Collected data entries:
☆ ☆ ☆

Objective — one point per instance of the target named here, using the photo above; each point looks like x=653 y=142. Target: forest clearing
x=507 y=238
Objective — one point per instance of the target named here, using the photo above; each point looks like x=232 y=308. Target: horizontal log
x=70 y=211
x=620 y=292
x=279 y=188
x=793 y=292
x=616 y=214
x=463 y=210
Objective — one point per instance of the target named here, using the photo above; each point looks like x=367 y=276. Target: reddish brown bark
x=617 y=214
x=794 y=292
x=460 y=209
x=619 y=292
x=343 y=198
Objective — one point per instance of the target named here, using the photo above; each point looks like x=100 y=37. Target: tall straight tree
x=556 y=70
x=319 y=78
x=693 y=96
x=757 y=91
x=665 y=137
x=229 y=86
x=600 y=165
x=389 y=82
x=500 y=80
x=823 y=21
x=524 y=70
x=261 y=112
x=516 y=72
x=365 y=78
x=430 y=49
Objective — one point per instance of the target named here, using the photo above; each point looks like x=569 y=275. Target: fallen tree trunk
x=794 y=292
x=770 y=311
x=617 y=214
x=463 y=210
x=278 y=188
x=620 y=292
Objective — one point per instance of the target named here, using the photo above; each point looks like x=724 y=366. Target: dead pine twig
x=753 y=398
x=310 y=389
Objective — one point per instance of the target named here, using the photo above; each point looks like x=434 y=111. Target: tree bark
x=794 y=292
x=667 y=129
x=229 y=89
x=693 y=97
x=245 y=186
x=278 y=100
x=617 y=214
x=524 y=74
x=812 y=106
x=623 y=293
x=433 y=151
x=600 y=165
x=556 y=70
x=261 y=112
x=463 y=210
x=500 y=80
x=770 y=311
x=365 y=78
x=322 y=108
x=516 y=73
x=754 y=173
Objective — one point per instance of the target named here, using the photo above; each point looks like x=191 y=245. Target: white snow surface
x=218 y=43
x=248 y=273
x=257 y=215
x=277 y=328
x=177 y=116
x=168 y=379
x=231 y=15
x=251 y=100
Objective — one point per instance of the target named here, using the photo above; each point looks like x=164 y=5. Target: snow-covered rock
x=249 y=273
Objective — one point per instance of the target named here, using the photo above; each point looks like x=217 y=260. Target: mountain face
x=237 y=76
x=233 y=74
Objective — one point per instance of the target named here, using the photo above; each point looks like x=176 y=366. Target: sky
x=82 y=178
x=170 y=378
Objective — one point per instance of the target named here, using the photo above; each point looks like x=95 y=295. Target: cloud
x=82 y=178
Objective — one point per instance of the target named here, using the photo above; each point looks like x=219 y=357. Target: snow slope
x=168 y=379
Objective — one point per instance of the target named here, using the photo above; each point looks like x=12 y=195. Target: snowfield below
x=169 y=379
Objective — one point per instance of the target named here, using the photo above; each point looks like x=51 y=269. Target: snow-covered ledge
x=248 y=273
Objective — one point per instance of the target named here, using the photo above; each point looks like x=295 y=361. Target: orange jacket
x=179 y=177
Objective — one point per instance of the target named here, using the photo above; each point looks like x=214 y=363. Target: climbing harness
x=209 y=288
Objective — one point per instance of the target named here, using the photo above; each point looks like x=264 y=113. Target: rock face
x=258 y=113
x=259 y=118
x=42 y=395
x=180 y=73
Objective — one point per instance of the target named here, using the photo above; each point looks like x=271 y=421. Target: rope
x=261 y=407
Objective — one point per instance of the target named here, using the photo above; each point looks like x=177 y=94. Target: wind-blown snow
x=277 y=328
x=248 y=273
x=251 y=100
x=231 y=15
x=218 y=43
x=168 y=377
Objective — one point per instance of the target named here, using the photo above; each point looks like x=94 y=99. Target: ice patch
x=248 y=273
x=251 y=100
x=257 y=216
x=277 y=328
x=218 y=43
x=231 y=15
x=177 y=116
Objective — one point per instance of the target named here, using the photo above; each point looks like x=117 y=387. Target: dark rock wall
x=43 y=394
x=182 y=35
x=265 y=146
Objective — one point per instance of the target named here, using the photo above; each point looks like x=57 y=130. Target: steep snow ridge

☆ ☆ ☆

• [WHAT YOU SHOULD DO] The required output is the full set of entries, reproduced verbatim.

• [WRITTEN RESPONSE]
Objective — one point per instance of the target named here, using the photo above; each point looks like x=653 y=142. Target: forest clearing
x=507 y=238
Objective — one point per instance of the target named here, using the photo above; each point looks like x=232 y=308. Target: horizontal log
x=70 y=211
x=620 y=292
x=279 y=188
x=793 y=292
x=616 y=214
x=463 y=210
Objective — one point per instance of the target named here, using the photo above; each point looks like x=367 y=276. Target: reddish brown bark
x=617 y=214
x=794 y=292
x=460 y=209
x=619 y=292
x=343 y=198
Objective — one point per instance of the target named here, using the photo above; each point looks like x=100 y=37. Target: tall straight tree
x=556 y=70
x=319 y=78
x=693 y=96
x=757 y=91
x=665 y=137
x=229 y=86
x=600 y=165
x=389 y=82
x=500 y=80
x=823 y=21
x=524 y=70
x=261 y=112
x=516 y=72
x=365 y=78
x=430 y=49
Objective — one point per instance of the target named here, using the photo above; each point looks like x=569 y=275. Target: fallen tree trunk
x=794 y=292
x=770 y=311
x=617 y=214
x=463 y=210
x=278 y=188
x=620 y=292
Objective — one point per instance of the target named here, using the photo above; each point looks like x=724 y=366. Target: dead pine twig
x=753 y=398
x=310 y=389
Objective — one point per instance of the target named here, using the photo above; each point looks like x=434 y=111. Target: tree bark
x=794 y=292
x=667 y=129
x=229 y=89
x=693 y=97
x=245 y=186
x=278 y=100
x=617 y=214
x=524 y=74
x=812 y=106
x=623 y=293
x=433 y=151
x=600 y=165
x=556 y=70
x=261 y=112
x=463 y=210
x=500 y=80
x=770 y=311
x=365 y=78
x=322 y=108
x=516 y=73
x=754 y=173
Objective — one point per instance of the target named here, using the photo above; each point looks like x=191 y=245. Target: white snow surface
x=218 y=43
x=248 y=273
x=257 y=215
x=277 y=328
x=177 y=116
x=168 y=379
x=231 y=15
x=251 y=100
Objective — one point per instance of the target named here, using the photo above; each point looks like x=164 y=5. Target: snow-covered rock
x=249 y=273
Objective — one point per instance of the target named here, using the photo above; each point looks like x=217 y=260. Target: mountain face
x=237 y=76
x=233 y=74
Objective — one point per instance of the target named here, using the photo above; each point looks like x=176 y=366. Target: sky
x=82 y=178
x=170 y=378
Objective — one point per instance of the target named here, using the photo above; each point looks like x=95 y=295. Target: cloud
x=82 y=178
Objective — one point per instance of the target named here, using the photo above; each point looks like x=219 y=357. Target: snow slope
x=168 y=379
Objective — one point per instance of the target named here, using the photo above; each point looks like x=12 y=195. Target: snowfield below
x=169 y=379
Objective — one point per instance of the target named here, using the photo above; each point looks like x=51 y=269. Target: snow-covered ledge
x=248 y=273
Objective — one point per instance of the target named here, using the photo above; each point looks like x=295 y=361. Target: orange jacket
x=179 y=177
Objective — one point per instance of the target named here, using the photo above; each point looks like x=214 y=363. Target: climbing harness
x=209 y=288
Objective — one point per instance of the target named here, using the photo above; each point looks like x=264 y=113. Target: rock face
x=258 y=113
x=259 y=118
x=42 y=395
x=180 y=73
Objective — one point per instance of the target named here, using the photo above; each point looks like x=271 y=421. Target: rope
x=261 y=407
Objective — one point per instance of the target named here, using the photo above; each point looks like x=177 y=94. Target: wind-blown snow
x=277 y=328
x=248 y=273
x=251 y=100
x=231 y=15
x=218 y=43
x=168 y=377
Objective — one point per instance of the target named here, using the photo above; each point looks like x=94 y=99. Target: ice patch
x=248 y=273
x=251 y=100
x=257 y=216
x=277 y=328
x=218 y=43
x=231 y=15
x=177 y=116
Objective — one point per instance of the target named here, using the photo above; each point looks like x=117 y=387. Target: dark rock wall
x=43 y=394
x=182 y=35
x=265 y=146
Objective — one point per instance of the target named here, using the photo above; each point looks like x=57 y=130. Target: steep snow ridge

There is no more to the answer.